Article -
• • • • •

When I was a child, I remember what appeared to be my first bus ride from Parkers Corner, Miles Green going to Audley for one penny fare on a Johnson's bus. I think it was red and the name and make of the bus could have been Napier. What sticks in my mind was the name " Overland " and I have never heard of the name since. I always associated the Johnson buses with the bulder in Audley who previously had Foden steam wagons for heavy haulage and also had the sand quarry in Rye Hills prior to Harry Ellerton of Scot Hay.
The Potteries electric traction tram kept their name for quite some time on their buses that came frpm Newcastle to Miles Green via Black Bank, Alsagers Bank, Halmerend, Miles Green and Victoria Place. They were known as the PET's for short. Obviously as trams went out of business it was renamed PMT. I remember Sammy Dean (Dean & Holdcroft) had a W & G " Bluebird " bus and was I reckon the greatest bus of all time. It was ha'penny fare from Parkers Corner to Halmerend School. Sammy , more often than not, would pile us on and let us go free but it wasn't long before Pooles buses more or less took over. Then there were Rowleys buses with green and cream Livery of Miles Green which took the Newcastle to Stoke route.The trams were very much in evidence from Newcastle to Stoke and there was always a race for customers between trams and buses. Sounds daft but you could post a letter on a tram in those days. And that reminds me; a postman in uniform looked quite a site. He had a cap, more like a coal scuttle and he carried a large Hessian bag with straps. Just seeing a postman without receiving mail was sufficient in itself. They had two deliveries per day then. Even the breadman from the Co-op had a uniform and would blow a whistle when alighting from his van and you would go with your token or checks and swap them for a loaf or two. He would say " What do you want today Mrs...? "

• • • • •

Required actions -
1: Please rewrite the bus memoir from "When I was a" up to and including "of Scot Hay.", putting "gravel pit" in place of "sand quarry".
2: Carry the bus memoir forward from its final sentence.

• • • • •

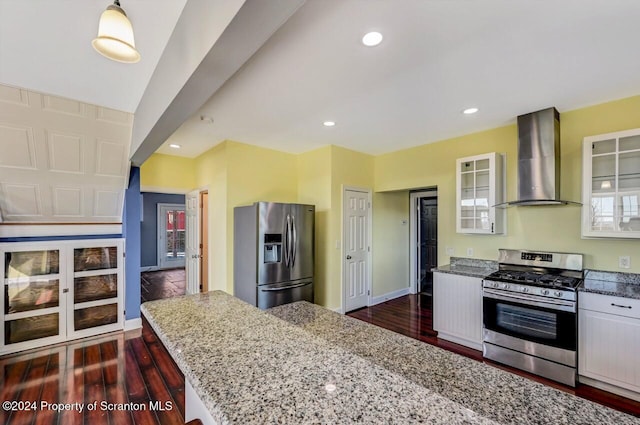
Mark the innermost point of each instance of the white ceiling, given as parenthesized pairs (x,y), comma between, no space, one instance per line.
(438,57)
(45,46)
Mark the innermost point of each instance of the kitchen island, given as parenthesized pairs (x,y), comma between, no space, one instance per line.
(300,363)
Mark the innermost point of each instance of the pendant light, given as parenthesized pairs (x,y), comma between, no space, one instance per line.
(115,36)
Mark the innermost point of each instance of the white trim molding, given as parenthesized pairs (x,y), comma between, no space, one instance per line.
(44,230)
(390,296)
(133,324)
(167,190)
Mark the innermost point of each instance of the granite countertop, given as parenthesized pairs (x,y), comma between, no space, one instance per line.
(625,285)
(469,267)
(488,391)
(249,367)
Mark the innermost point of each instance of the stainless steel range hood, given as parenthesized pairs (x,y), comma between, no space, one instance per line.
(539,159)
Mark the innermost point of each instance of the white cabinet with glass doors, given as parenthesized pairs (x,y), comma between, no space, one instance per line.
(57,291)
(479,187)
(611,185)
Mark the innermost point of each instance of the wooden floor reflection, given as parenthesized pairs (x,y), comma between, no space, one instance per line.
(104,380)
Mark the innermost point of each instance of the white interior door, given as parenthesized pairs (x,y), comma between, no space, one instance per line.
(192,243)
(357,216)
(171,235)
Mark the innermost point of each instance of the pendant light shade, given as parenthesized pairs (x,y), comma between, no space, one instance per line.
(115,36)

• • • • •

Results in order -
1:
When I was a child, I remember what appeared to be my first bus ride from Parkers Corner, Miles Green going to Audley for one penny fare on a Johnson's bus. I think it was red and the name and make of the bus could have been Napier. What sticks in my mind was the name " Overland " and I have never heard of the name since. I always associated the Johnson buses with the bulder in Audley who previously had Foden steam wagons for heavy haulage and also had the gravel pit in Rye Hills prior to Harry Ellerton of Scot Hay.

2:
The milkman was different from today's milkman as usually local farmers brought the milk on the milk float in churns and would measure half a pint or a pint of milk into cans for you. Frankie Tavnor was one of our real characters and a local farmer. My mother used to tease him and say " Hello Frankie, it's been raining again and you've left the lids off ! " This teasing comment used to send him crackers and with eyes afire he'd answer with "I'll get you Crossey ". He'd think nothing of flicking his horsewhip at you when going passed. But other times he'd act quite the opposite and you could hitch a lift off him, on the way to school. It seemed an age of nicknames, even the status conscious people had their names shortened.
The grocers representative from Melias, Newcastle would come for your order at night and bring bits and pieces for you. Other errand my younger brother, Alb and I did was taking our hen's eggs for hatching to a mate of my Dad's at Burley pit. This meant a mile walk each way with strict orders of " don't you crack any of those eggs or you'll know about it ".I was walking towards Apedale at the side of the rilway track hoping to see a locomotive so Icould wave to the crew as it went past and that is how perhaps one got broken!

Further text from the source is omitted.